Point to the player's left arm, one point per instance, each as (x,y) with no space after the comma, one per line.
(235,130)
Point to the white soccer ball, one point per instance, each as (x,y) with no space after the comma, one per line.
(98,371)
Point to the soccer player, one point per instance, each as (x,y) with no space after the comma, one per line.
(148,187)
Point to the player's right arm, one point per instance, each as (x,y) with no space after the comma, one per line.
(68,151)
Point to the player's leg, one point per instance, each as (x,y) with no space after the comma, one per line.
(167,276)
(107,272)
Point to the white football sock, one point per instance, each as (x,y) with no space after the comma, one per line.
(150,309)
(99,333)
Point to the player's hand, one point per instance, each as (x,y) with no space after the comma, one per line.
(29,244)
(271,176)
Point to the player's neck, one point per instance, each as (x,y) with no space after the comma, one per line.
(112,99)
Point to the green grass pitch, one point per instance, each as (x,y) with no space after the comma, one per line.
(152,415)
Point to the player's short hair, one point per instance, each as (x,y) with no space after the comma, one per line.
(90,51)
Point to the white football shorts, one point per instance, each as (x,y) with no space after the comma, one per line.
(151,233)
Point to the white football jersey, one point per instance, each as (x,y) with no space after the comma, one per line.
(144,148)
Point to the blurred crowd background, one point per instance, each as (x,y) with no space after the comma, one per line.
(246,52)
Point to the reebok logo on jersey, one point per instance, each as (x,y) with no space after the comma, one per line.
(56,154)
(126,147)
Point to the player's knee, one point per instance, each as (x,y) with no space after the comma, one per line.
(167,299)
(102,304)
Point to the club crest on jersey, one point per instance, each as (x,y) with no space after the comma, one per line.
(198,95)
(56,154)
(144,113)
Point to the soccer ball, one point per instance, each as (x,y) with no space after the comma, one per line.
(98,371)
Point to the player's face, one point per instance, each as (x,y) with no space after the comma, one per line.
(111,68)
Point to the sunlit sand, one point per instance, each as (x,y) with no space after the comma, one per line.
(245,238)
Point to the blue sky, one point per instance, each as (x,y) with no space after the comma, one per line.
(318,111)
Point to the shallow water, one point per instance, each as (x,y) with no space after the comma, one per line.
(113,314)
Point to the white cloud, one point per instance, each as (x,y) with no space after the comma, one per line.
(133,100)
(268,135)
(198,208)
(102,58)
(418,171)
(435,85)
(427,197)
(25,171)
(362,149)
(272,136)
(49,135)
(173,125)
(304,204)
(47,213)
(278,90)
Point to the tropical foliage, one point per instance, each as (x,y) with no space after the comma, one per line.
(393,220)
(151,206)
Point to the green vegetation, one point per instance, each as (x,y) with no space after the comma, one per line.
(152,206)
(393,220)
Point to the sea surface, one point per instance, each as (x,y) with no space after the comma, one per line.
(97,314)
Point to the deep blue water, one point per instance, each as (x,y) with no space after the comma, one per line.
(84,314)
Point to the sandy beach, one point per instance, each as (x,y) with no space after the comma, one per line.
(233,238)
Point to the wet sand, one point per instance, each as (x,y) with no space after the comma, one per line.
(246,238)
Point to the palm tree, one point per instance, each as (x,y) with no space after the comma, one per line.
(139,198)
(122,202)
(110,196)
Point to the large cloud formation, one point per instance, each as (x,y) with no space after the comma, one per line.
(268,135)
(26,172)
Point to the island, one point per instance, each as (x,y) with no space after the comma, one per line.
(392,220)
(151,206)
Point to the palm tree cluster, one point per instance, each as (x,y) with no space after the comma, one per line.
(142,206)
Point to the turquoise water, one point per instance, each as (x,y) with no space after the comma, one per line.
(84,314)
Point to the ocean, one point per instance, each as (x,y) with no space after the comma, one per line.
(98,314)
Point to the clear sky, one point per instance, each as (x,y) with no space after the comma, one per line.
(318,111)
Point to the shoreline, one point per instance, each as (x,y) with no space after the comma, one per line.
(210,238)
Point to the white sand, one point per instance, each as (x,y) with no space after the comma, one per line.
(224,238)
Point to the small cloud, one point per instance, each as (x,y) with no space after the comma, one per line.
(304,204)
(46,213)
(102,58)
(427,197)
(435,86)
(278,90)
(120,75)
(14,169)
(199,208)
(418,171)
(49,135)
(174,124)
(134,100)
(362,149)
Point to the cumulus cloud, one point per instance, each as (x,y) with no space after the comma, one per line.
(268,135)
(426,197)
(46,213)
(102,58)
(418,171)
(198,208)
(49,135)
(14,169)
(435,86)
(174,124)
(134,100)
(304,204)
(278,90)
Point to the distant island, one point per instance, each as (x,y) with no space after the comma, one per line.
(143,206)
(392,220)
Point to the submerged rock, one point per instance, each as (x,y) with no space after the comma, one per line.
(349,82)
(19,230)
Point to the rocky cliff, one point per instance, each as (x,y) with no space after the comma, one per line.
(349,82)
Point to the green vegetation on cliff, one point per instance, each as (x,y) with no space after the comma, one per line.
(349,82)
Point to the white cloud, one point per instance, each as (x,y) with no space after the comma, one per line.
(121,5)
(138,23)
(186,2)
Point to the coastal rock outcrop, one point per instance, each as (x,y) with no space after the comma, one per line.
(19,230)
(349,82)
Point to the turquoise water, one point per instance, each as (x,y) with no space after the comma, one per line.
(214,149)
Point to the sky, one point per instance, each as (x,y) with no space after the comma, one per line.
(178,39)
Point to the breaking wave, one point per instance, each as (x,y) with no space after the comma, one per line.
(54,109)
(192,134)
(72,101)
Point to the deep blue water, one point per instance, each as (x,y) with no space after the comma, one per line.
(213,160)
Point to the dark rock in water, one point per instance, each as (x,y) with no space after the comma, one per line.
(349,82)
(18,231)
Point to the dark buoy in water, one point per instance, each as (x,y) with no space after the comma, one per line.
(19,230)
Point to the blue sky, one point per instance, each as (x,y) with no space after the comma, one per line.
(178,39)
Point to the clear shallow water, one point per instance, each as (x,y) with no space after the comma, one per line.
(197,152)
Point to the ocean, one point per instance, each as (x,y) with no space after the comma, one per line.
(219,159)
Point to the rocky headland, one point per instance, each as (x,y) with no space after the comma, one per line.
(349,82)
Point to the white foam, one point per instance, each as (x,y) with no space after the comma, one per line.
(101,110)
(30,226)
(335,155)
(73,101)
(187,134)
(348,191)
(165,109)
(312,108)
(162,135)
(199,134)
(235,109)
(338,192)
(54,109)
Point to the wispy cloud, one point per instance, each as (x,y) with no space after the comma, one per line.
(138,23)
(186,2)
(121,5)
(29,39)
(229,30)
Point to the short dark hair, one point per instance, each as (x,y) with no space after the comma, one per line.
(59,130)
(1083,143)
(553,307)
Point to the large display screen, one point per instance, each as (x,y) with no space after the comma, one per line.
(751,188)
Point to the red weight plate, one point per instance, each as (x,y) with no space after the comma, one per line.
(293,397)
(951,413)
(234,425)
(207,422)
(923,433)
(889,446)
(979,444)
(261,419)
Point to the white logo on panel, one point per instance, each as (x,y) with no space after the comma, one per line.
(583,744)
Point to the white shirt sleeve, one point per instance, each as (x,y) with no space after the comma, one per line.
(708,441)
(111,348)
---
Goal of the exercise:
Starting with the line that contains "Point to the white shirt", copy each line through the end of the data exactly, and leave out all earlier lines.

Answer to the problem:
Point to the white shirt sleeve, one point per instance, each as (x,y) with no space after the comma, one per line.
(708,441)
(111,348)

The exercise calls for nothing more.